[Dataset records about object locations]
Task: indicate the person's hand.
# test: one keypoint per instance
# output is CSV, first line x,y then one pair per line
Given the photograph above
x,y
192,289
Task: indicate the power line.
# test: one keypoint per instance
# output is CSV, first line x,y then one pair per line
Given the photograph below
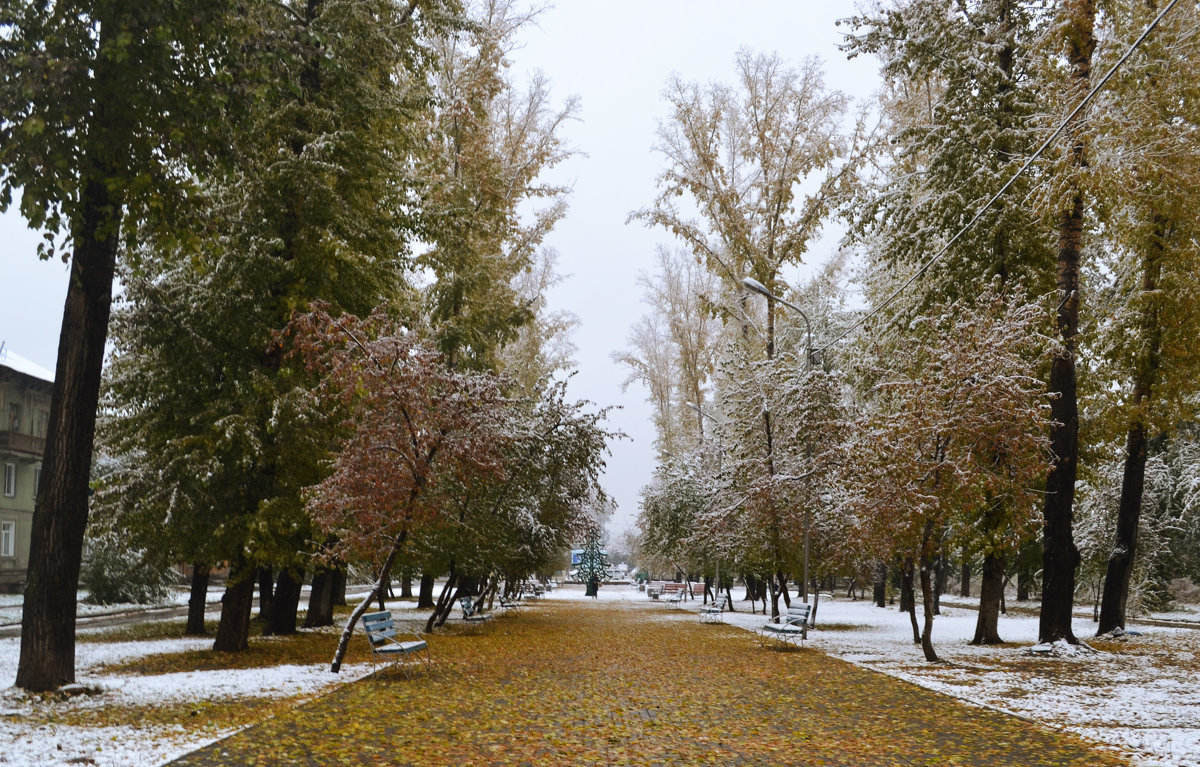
x,y
1008,184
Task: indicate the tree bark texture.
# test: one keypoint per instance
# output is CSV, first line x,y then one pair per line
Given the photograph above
x,y
880,588
425,594
55,546
339,593
197,601
1060,557
265,592
991,591
1133,481
907,600
285,604
321,600
927,597
233,631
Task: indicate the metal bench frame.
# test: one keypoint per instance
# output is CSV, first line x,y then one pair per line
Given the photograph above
x,y
714,611
471,615
382,633
792,624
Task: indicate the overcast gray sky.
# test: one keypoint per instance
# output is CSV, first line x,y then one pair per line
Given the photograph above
x,y
616,57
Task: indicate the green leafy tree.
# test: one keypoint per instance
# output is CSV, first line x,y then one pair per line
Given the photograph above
x,y
108,114
1146,174
318,207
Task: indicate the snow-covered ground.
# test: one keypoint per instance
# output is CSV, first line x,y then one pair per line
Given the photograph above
x,y
1140,696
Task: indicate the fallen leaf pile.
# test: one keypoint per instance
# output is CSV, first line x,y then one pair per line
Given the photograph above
x,y
580,683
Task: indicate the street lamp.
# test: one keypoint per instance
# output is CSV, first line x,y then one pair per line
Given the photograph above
x,y
753,285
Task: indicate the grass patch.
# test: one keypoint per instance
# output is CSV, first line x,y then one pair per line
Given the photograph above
x,y
600,684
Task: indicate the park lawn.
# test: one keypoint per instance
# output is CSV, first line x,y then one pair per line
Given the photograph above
x,y
576,683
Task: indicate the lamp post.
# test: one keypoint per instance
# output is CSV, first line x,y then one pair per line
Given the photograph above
x,y
753,285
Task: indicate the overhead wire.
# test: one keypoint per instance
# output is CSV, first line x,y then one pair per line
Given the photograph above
x,y
985,207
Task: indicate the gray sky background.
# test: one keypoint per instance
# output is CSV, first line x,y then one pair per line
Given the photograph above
x,y
616,57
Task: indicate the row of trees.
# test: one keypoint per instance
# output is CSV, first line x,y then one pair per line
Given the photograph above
x,y
365,165
949,425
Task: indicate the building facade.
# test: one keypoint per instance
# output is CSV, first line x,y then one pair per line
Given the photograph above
x,y
24,413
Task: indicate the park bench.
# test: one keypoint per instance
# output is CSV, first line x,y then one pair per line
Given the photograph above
x,y
793,623
714,611
511,603
383,634
672,593
472,615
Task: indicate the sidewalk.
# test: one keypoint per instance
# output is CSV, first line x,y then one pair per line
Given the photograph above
x,y
598,683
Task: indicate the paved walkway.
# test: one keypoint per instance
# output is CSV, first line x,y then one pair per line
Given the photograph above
x,y
600,683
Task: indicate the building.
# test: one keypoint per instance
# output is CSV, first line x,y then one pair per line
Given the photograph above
x,y
24,413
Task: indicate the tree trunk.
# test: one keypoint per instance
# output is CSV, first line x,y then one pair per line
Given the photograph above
x,y
233,631
425,595
927,594
991,589
941,575
343,641
321,600
339,594
1133,483
906,587
55,544
443,601
265,593
285,604
197,601
1060,557
773,586
880,588
1029,559
907,599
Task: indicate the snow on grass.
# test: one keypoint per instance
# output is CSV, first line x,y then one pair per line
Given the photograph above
x,y
1139,695
29,723
11,605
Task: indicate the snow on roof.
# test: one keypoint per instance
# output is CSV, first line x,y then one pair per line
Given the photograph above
x,y
16,361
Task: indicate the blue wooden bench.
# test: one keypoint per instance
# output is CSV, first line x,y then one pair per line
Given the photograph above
x,y
383,634
471,615
792,624
511,603
671,593
714,611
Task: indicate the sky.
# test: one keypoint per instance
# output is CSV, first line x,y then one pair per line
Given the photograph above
x,y
616,57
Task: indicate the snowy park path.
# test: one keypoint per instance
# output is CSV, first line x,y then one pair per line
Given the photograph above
x,y
601,683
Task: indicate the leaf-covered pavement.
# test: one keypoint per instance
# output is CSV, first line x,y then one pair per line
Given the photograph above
x,y
579,683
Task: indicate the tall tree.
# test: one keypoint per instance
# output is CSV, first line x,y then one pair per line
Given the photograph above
x,y
484,208
318,207
107,113
960,107
1147,161
959,400
1060,557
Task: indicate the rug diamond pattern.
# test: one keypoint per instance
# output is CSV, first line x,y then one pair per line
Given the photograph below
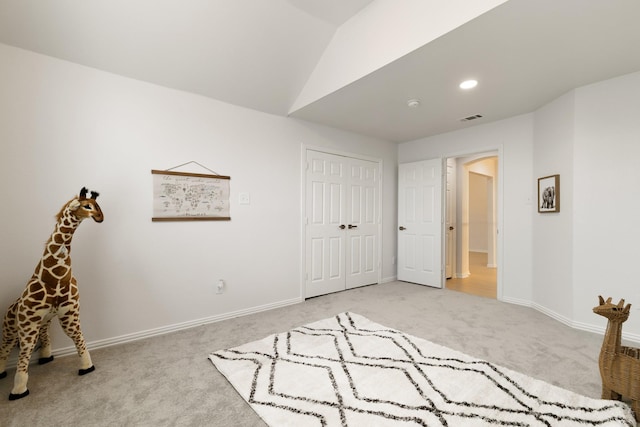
x,y
349,371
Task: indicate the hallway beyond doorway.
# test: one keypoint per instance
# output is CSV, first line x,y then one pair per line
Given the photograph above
x,y
482,280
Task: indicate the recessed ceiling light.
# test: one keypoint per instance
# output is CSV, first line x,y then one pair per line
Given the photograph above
x,y
468,84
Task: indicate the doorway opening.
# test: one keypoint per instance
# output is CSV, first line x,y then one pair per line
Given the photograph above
x,y
471,240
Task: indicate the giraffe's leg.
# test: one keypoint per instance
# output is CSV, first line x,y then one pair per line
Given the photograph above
x,y
9,339
28,335
70,323
636,409
45,344
609,394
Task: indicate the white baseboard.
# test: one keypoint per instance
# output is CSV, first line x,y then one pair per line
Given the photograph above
x,y
94,345
600,330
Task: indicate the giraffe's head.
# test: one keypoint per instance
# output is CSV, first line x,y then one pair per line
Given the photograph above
x,y
617,312
84,207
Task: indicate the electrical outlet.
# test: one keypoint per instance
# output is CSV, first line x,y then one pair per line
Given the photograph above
x,y
220,287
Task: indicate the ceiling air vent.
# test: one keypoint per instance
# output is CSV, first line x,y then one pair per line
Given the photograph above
x,y
475,116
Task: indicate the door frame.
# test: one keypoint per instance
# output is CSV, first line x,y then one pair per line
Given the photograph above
x,y
499,210
303,208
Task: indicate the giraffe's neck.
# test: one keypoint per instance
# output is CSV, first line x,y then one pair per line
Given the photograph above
x,y
54,267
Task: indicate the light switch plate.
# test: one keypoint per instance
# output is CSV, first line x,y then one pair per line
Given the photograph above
x,y
244,199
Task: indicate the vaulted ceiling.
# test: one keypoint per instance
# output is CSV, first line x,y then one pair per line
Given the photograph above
x,y
349,64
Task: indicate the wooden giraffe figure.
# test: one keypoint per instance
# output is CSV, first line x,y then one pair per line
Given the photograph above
x,y
52,291
619,365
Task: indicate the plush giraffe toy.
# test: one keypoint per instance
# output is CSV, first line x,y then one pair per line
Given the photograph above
x,y
52,291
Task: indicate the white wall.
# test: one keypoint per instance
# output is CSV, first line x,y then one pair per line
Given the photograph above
x,y
606,198
514,138
559,263
553,241
64,126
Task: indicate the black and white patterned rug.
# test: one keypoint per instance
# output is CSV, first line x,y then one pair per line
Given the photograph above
x,y
349,371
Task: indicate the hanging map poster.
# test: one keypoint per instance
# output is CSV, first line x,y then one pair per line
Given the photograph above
x,y
179,196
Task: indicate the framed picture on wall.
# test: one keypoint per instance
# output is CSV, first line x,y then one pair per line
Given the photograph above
x,y
549,194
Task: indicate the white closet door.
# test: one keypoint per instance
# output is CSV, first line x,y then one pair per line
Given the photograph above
x,y
342,216
420,222
325,241
362,224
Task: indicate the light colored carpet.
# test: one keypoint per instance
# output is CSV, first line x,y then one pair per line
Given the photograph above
x,y
168,380
349,371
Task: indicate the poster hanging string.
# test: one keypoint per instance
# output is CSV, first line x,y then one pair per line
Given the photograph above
x,y
193,161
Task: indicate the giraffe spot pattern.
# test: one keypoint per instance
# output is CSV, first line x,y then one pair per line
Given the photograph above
x,y
51,291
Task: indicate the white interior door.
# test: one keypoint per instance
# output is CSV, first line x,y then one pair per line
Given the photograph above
x,y
362,224
420,222
450,216
342,216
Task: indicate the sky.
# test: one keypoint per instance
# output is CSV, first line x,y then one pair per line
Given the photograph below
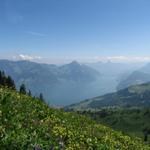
x,y
56,31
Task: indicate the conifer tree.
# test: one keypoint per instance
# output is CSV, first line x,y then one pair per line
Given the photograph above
x,y
41,97
23,89
29,93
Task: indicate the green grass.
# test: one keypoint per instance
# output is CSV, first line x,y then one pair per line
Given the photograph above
x,y
26,123
128,120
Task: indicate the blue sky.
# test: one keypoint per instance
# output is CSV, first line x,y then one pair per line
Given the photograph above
x,y
60,30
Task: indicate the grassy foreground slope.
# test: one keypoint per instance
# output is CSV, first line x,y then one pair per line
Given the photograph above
x,y
27,123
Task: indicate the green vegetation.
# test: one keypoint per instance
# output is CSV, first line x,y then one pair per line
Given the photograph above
x,y
28,123
132,121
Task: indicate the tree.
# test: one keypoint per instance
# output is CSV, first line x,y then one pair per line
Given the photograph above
x,y
23,89
41,97
29,93
146,131
10,83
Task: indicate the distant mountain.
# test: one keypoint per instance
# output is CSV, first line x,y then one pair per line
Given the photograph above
x,y
60,84
137,77
114,69
133,96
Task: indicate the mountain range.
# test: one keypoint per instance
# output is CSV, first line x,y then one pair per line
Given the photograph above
x,y
133,96
60,85
139,76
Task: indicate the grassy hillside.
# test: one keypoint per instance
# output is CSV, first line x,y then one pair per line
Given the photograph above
x,y
133,96
28,123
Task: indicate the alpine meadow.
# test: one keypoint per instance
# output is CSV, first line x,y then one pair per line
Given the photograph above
x,y
74,75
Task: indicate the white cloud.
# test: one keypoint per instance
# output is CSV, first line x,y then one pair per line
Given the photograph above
x,y
27,57
124,58
36,33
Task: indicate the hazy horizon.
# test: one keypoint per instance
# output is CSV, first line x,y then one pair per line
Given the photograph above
x,y
86,31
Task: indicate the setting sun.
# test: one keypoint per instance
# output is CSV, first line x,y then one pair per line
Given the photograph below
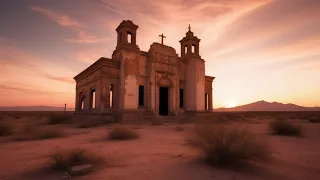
x,y
231,104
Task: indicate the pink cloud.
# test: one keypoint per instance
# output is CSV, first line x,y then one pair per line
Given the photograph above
x,y
65,21
83,37
61,19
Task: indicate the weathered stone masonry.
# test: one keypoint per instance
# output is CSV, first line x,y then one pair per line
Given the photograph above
x,y
157,81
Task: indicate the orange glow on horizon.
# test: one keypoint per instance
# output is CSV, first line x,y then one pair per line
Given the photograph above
x,y
257,50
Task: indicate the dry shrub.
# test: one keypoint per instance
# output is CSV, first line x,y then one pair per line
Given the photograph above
x,y
87,123
157,121
37,133
5,130
314,119
179,128
227,146
285,127
213,119
65,160
56,119
123,133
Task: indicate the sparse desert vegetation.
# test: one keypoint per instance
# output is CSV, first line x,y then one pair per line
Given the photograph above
x,y
314,119
56,118
223,145
64,160
29,133
123,133
162,152
285,127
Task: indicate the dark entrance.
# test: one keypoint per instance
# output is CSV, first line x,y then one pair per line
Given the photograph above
x,y
163,101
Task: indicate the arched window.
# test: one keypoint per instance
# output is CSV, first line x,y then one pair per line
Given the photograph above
x,y
129,37
193,49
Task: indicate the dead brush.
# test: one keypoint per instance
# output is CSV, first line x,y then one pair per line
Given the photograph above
x,y
64,160
284,127
56,119
314,119
227,146
38,133
123,133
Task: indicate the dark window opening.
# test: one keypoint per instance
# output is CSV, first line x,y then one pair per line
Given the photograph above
x,y
81,103
111,96
141,95
129,37
92,98
181,98
206,101
163,101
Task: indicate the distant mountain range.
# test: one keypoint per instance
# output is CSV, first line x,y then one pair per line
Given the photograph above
x,y
33,108
269,106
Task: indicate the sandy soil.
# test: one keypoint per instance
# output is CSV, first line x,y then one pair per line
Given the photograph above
x,y
162,154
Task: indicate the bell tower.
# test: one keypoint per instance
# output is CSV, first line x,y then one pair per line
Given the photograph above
x,y
190,45
195,72
127,35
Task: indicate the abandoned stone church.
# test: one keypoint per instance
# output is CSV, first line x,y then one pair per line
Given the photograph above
x,y
158,81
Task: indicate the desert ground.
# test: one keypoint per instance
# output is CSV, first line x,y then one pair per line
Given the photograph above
x,y
160,153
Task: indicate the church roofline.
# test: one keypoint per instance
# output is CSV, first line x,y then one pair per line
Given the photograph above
x,y
127,23
100,62
209,78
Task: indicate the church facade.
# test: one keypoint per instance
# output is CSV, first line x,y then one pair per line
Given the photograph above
x,y
157,81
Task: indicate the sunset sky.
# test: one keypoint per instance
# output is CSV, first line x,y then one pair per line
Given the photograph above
x,y
257,49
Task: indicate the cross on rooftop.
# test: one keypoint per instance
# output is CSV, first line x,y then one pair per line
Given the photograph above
x,y
162,36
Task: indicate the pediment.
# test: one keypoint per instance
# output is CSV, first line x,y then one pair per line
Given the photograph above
x,y
165,82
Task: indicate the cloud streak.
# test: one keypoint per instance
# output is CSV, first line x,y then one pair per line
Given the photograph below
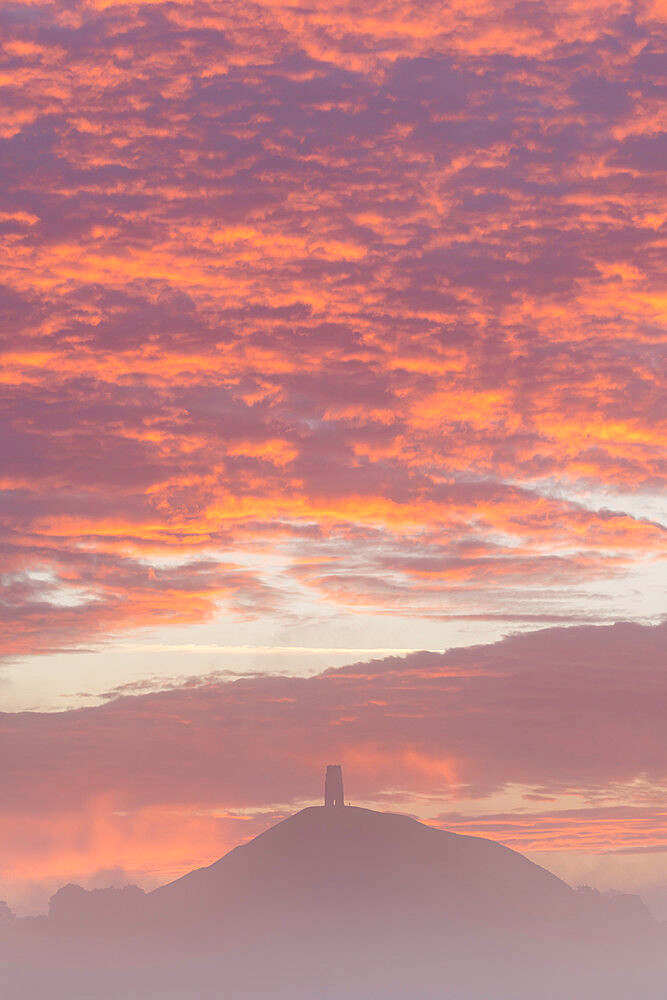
x,y
562,728
279,282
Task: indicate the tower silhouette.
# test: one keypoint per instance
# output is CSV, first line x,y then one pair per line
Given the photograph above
x,y
333,786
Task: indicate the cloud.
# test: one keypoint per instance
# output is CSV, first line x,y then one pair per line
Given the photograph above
x,y
269,272
561,728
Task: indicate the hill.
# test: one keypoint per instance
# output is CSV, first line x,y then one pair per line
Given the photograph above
x,y
345,902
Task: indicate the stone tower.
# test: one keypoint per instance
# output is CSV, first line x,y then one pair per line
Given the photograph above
x,y
333,786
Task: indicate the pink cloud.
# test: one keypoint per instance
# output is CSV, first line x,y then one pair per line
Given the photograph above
x,y
557,714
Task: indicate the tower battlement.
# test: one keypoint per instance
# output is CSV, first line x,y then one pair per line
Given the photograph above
x,y
333,786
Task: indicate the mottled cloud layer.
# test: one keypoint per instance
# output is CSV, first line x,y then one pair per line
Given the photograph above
x,y
376,293
552,740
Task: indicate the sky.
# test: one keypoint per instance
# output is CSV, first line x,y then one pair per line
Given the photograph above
x,y
333,427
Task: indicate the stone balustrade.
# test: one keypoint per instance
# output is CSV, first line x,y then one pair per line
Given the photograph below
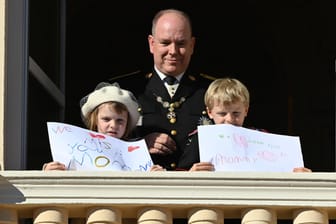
x,y
62,197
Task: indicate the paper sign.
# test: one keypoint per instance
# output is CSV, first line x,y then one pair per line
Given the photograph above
x,y
232,148
82,149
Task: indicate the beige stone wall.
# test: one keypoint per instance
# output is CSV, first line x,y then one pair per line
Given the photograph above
x,y
2,75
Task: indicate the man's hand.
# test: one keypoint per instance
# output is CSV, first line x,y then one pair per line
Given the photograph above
x,y
160,143
202,166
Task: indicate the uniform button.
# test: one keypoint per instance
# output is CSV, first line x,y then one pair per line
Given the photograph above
x,y
173,132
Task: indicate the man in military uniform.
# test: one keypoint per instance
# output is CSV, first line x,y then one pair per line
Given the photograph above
x,y
172,103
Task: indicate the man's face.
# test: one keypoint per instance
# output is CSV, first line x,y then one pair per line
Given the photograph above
x,y
172,44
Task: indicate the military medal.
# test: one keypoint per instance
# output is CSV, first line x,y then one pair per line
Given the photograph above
x,y
171,115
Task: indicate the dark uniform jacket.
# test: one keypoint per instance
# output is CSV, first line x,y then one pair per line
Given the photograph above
x,y
188,108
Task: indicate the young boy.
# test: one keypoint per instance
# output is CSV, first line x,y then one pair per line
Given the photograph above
x,y
227,101
109,110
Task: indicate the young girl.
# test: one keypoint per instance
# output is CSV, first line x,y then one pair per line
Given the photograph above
x,y
227,101
109,110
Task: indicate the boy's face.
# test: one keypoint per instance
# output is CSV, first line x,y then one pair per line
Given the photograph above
x,y
233,113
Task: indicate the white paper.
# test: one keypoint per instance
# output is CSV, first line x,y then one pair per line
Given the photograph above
x,y
232,148
82,149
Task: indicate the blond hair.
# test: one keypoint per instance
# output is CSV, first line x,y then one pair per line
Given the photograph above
x,y
226,91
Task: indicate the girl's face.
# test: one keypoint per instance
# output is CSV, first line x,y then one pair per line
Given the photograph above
x,y
233,113
111,123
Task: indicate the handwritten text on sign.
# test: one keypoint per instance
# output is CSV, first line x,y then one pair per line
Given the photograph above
x,y
82,149
232,148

Set task: The line containing "Task: indicate the dark uniform jacket." marks the start; retype it and each line after it through the end of the records above, exactly.

In response:
Task: indicate the dark uniform jacket.
# test: one keypoint per instance
# output is CSV, first line x,y then one pair per line
Given the photograph above
x,y
188,108
Task: indicate the young boy.
# test: one keypoint per instance
# output is CSV, first line x,y then one pair per line
Given the photograph above
x,y
227,101
109,110
Task: indicate the young girl.
# test: one keypoint per instance
# output is CSV, first line x,y then one pair per line
Given the photograph above
x,y
227,101
109,110
Task: indicate the boy's face.
# test: one keypoint per instance
# output is CSV, first line x,y then one pair per line
Given the photograph above
x,y
233,113
Task: indicate the white paper.
# test: one keypoint per instance
# output is CSV, first line x,y then one pair per line
Given the photograph above
x,y
232,148
82,149
Task: indicate the blond hair.
# test: one keypoint per instance
# output is CSV, first line x,y then one pair per line
Given the photograph above
x,y
226,91
Task: indicate the girl's face.
# test: one keypoint per instance
# output is CSV, first line x,y then one pair per line
Given the photograph above
x,y
233,113
111,123
Task: indicate the handwritten text on sign.
# test: one keypoint per instance
# output is CSV, first line x,y then one pair per line
Given the photograph above
x,y
82,149
232,148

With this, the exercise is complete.